◆ **TEXT EXTRACT**:
····················

Collaborative articles are relatively new in the LinkedIn community and begin with AI-powered conversation starters that blossom with insights and perspectives from subject matter experts.
When you contribute to collaborative articles, your network is notified. Your connections can give it an upvote. The more upvotes on your collaborative articles, the better.
Here is an example of a collaborative article I contributed to this week on resumes if you want to see what it looks like. The maximum number of characters allowed is 750.
On LinkedIn, there are over 10 billion years of experience with over 930 million users on the platform, according to LinkedIn’s Editor In Chief, Dan Roth. Knowledge is power!
On June 29th, I spent the day at LinkedIn at the Empire State Building office with many others to learn more about collaborative articles. The workshop was also held virtually for people who could not make it in person.
We learned how collaborative articles work, how to earn a top voice badge, new collaborative article features, and other creator features.
Here you will find some knowledge bites about collaborative articles if you want to get started.
Q1. How do you become eligible to contribute to a collaborative article?
You must have some prior engagement on LinkedIn, sharing articles, images, newsletters, posts, text, videos, etc., while abiding by the Professional Community Policies and relevant work experience as an expert in the skill area where you will contribute your thought leadership.
Q2. What is the difference between a collaborative article and a regular article, newsletter, post, or repost?

····················

◆ **CHALLENGE 1**: From the entries, copy word for word the lines that begin at the one containing "Expected: for each instance of the white" and stop after the one containing "x=754 y=146".
The entries that follow are unrelated to the piece on LinkedIn collaborative articles.

····················

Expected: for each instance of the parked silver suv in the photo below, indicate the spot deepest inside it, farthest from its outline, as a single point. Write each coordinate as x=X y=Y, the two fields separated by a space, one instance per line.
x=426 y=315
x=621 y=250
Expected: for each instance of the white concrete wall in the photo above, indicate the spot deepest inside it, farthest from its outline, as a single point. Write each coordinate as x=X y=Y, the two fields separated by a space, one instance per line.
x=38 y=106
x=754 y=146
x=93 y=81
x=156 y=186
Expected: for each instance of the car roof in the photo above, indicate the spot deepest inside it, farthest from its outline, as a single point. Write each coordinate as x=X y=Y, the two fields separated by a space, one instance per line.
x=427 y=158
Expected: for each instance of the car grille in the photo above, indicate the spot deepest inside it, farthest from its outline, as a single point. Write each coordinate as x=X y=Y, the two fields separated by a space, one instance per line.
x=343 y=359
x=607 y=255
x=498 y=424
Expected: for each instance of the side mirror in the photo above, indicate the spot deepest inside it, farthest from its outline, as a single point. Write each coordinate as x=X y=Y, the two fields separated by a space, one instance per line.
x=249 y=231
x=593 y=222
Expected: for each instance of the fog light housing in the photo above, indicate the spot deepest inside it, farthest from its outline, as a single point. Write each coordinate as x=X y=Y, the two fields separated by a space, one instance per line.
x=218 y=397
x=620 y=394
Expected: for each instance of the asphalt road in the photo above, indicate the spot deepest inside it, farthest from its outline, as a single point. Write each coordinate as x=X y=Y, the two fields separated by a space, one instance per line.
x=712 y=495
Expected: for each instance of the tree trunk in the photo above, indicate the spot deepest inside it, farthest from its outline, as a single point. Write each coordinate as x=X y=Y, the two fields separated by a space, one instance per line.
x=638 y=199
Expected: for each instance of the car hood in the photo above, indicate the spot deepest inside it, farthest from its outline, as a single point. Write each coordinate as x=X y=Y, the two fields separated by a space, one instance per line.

····················

◆ **CHALLENGE 2**: Summarize the piece on LinkedIn collaborative articles in three sentences.

◆ **OUTPUT 1**:
Expected: for each instance of the white concrete wall in the photo above, indicate the spot deepest inside it, farthest from its outline, as a single point. Write each coordinate as x=X y=Y, the two fields separated by a space, one instance per line.
x=38 y=106
x=754 y=146

◆ **OUTPUT 2**: Collaborative articles on LinkedIn begin with AI-powered conversation starters that grow with insights from subject matter experts, and when you contribute, your network is notified and your connections can upvote your contribution. On June 29th, the writer attended a workshop at LinkedIn's Empire State Building office, also held virtually, to learn how these articles work, how to earn a top voice badge, and about new features. To be eligible to contribute, you need prior engagement on LinkedIn under the Professional Community Policies and relevant work experience in the skill area.